## begin EXTRACT
The closure of the Kashmir Press Club in January this year came as a major blow to independent journalists in the troubled region who relied on it for camaraderie, respite and a 'place to share ideas'
On the afternoon of January 15 this year, a posse of pro-government journalists stormed into the independent Kashmir Press Club in Srinagar, accompanied by at least two men armed with assault rifles, and assumed control of the premises. Shortly after, the club was closed down.
It was a huge blow to the community of independent journalists in the region who have relied on the club for several years for assistance, support and camaraderie as they work under huge pressure from the government over their reporting. Indeed, the Kashmir Press Club, which was formed in 2018, was the largest media body in the region, with around 300 members.
Members of the club and local observers say the takeover was a police operation under the orders of the Indian authorities, although local police claim they were not involved in the operation. However, pictures of armed police standing outside the club were circulated on social media.
The group, whose leader reportedly arrived in a bullet-proof car, huddled in a room for a quick meeting and then demanded documents, seals and stamps from the office manager who quickly obliged.
Hours later, the group issued a statement declaring that they had taken over the club “to ensure the welfare of journalists” and announced an interim managing body.
Soon after, the building was locked up, a large, silver padlock left swinging on the black gate of the club.
## end EXTRACT
• [DESCRIPTION OF THE TASK]
Reproduce the part of the article on the Kashmir Press Club closure that begins at the words "Members of the" and ends after "of the club.".
## begin DATASET
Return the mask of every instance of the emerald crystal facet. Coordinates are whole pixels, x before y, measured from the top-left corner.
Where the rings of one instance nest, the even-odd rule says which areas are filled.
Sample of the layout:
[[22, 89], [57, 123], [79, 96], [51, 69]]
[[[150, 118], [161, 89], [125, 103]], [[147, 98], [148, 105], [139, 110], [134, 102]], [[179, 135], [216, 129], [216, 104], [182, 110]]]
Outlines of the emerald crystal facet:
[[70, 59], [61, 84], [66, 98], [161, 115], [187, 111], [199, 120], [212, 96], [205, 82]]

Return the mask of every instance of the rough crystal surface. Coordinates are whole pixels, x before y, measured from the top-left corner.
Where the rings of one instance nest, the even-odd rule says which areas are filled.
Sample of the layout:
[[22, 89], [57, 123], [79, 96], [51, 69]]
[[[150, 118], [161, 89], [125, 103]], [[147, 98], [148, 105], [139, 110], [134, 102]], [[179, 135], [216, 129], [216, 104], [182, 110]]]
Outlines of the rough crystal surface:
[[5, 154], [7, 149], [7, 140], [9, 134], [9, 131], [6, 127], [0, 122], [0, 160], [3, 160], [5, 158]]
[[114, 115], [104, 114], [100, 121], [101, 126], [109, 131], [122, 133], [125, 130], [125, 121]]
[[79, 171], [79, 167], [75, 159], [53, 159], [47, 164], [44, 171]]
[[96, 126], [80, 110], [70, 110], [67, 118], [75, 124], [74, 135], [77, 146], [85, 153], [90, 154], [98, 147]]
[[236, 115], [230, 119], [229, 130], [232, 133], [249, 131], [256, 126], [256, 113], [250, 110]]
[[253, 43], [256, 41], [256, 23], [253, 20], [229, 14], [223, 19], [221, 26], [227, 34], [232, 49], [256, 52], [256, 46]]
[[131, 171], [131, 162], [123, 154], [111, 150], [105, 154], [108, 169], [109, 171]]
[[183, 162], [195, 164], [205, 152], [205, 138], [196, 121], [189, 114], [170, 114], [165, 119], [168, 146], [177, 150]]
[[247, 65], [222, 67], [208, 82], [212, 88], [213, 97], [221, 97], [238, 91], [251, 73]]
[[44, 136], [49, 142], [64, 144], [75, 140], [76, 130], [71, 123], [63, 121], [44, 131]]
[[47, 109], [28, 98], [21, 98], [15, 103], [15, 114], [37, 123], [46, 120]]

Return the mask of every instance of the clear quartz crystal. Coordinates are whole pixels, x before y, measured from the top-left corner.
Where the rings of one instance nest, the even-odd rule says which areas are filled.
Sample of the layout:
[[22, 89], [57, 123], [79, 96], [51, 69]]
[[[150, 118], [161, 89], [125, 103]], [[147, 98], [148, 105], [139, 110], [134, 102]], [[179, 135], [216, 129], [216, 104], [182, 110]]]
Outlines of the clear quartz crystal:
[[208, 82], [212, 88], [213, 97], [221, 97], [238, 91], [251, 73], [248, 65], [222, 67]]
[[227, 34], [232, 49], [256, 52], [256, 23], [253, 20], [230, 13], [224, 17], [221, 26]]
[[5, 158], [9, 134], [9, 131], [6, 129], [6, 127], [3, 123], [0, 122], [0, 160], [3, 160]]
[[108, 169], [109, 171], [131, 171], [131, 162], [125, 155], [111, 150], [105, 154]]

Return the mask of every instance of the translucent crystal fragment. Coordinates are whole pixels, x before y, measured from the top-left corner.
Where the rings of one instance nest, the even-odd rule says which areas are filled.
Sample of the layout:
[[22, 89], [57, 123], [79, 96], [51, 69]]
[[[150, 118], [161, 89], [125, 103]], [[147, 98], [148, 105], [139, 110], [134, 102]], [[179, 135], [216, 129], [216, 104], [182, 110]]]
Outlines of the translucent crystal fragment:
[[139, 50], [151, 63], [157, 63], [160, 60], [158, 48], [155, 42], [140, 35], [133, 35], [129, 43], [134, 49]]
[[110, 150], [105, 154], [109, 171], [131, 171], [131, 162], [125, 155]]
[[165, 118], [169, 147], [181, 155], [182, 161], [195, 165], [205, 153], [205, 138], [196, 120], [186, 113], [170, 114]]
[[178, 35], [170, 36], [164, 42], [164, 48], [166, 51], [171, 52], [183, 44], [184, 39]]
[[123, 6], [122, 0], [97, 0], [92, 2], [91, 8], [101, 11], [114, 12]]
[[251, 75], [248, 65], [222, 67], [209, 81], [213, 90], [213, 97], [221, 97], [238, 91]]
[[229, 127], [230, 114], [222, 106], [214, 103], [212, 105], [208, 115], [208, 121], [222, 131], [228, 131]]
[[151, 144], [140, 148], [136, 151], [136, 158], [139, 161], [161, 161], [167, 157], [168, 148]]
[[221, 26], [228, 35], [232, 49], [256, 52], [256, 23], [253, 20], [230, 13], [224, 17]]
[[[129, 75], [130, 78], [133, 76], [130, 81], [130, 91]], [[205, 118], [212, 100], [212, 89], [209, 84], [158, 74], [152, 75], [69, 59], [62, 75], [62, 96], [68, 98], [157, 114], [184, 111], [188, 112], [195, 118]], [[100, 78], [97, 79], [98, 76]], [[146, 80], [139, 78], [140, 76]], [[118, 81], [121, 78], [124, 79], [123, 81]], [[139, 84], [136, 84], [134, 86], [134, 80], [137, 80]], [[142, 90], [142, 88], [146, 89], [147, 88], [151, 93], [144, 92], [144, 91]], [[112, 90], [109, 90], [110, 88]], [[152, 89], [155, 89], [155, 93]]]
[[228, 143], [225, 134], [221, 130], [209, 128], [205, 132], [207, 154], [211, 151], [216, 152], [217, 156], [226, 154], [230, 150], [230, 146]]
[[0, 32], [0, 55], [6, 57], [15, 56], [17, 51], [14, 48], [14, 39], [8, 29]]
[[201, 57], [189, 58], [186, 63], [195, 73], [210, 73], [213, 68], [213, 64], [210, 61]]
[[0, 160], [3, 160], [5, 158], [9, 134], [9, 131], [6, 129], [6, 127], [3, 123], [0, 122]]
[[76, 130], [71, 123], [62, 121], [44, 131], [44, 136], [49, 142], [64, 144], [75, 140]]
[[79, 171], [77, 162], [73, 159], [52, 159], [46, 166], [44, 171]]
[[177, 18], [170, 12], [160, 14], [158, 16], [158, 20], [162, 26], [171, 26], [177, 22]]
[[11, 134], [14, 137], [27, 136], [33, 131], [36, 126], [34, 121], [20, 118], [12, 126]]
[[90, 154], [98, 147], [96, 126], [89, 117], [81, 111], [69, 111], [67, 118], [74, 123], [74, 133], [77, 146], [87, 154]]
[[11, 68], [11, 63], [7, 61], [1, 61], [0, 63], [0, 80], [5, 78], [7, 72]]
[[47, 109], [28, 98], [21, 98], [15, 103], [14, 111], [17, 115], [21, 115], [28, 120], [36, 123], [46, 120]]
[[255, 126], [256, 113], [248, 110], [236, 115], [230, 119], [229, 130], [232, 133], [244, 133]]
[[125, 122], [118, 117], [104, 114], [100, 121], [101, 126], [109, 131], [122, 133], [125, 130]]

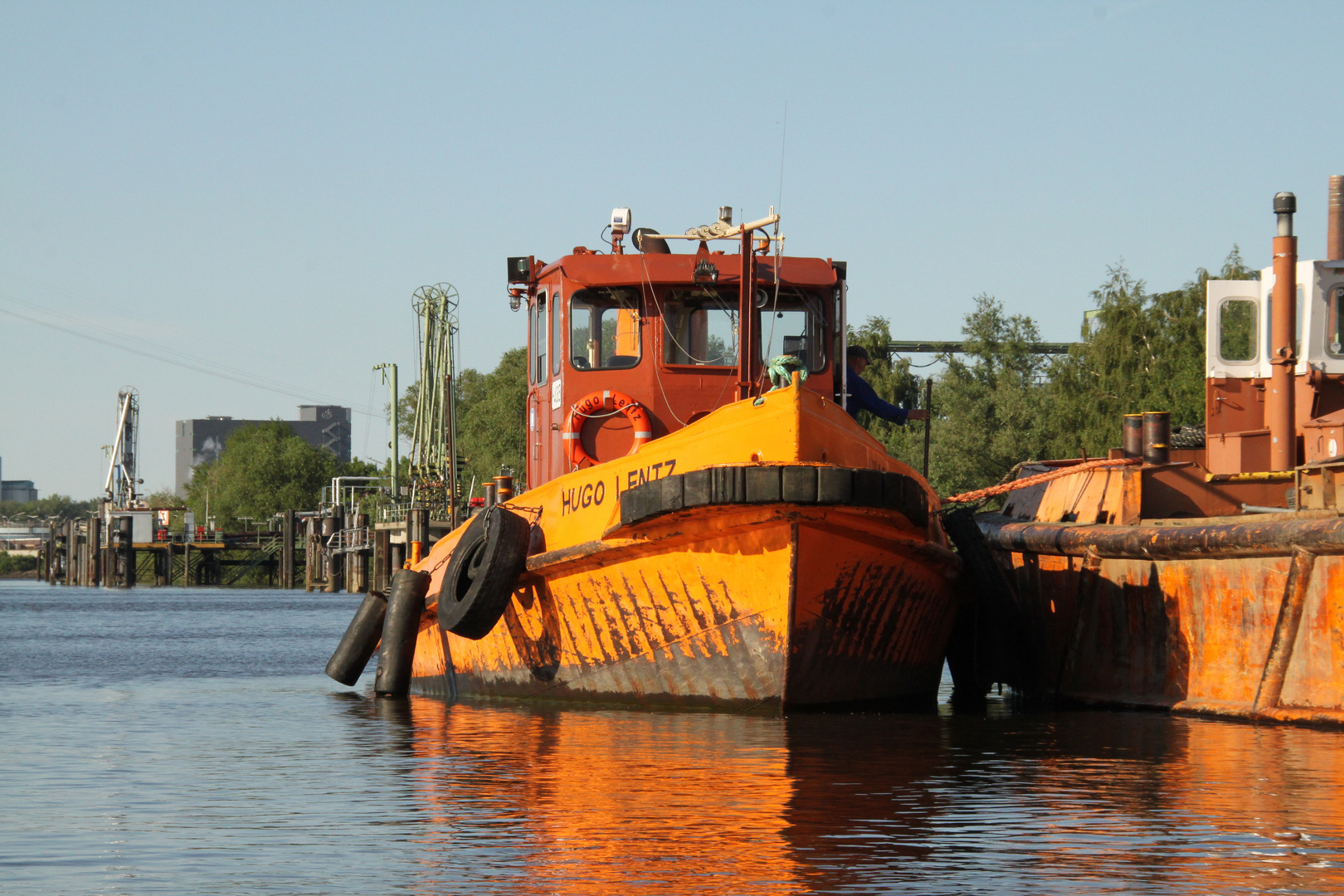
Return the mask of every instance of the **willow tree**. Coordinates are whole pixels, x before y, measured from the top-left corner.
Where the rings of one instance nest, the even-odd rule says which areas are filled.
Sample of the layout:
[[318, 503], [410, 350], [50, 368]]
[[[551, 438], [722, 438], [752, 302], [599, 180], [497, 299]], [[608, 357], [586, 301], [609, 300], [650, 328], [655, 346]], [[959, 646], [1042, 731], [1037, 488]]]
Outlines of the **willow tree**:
## end DATASET
• [WRITTEN ANSWER]
Members of the club and local observers say the takeover was a police operation under the orders of the Indian authorities, although local police claim they were not involved in the operation. However, pictures of armed police standing outside the club were circulated on social media.
The group, whose leader reportedly arrived in a bullet-proof car, huddled in a room for a quick meeting and then demanded documents, seals and stamps from the office manager who quickly obliged.
Hours later, the group issued a statement declaring that they had taken over the club “to ensure the welfare of journalists” and announced an interim managing body.
Soon after, the building was locked up, a large, silver padlock left swinging on the black gate of the club.